**Source text**.

Objectives: To identify, review and evaluate the published literature on the incidence, type and causes of dispensing errors in community and hospital pharmacy.
Method: Electronic databases were searched from 1966 to February 2008. This was supplemented by hand-searching the bibliographies of retrieved articles. Analysis of the findings explored the research methods, operational definitions, incidence, type and causes of dispensing errors.
Key findings: Sixty papers were identified investigating dispensing errors in the UK, US, Australia, Spain and Brazil. In general, the incidence of dispensing errors varied depending on the study setting, dispensing system, research method and operational definitions. The most common dispensing errors identified by community and hospital pharmacies were dispensing the wrong drug, strength, form or quantity, or labelling medication with the incorrect directions. Factors subjectively reported as contributing to dispensing errors were look-alike, sound-alike drugs, low staffing and computer software. High workload, interruptions, distractions and inadequate lighting were objectively shown to increase the occurrence of dispensing errors.

**Work request 1**.
According to the dispensing-errors abstract, what four factors did the incidence of dispensing errors vary with?
**Work request 2**.
Reproduce the passage of the dispensing-errors abstract that opens with the words containing "Method: Electronic databases" and closes with "causes of dispensing errors.".
**Work request 3**.
Carry on the dispensing-errors abstract, beginning after its last sentence.

**The data**.
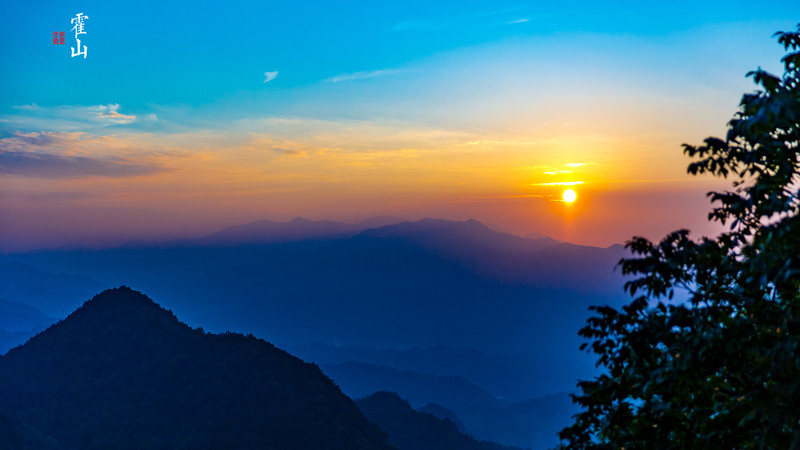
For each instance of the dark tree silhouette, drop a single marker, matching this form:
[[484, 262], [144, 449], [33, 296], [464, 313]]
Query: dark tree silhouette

**Written answer 1**.
The incidence varied with the study setting, the dispensing system, the research method and the operational definitions used.

**Written answer 2**.
Method: Electronic databases were searched from 1966 to February 2008. This was supplemented by hand-searching the bibliographies of retrieved articles. Analysis of the findings explored the research methods, operational definitions, incidence, type and causes of dispensing errors.

**Written answer 3**.
Conclusions: Comparison of the reviewed studies was confounded by differences in study setting, research method and operational definitions for dispensing errors, error rate and classification of error types. The World Health Organization is currently developing global patient safety taxonomy. Such a standardized taxonomy for dispensing errors would facilitate consistent data collection and assist the development of error-reduction strategies.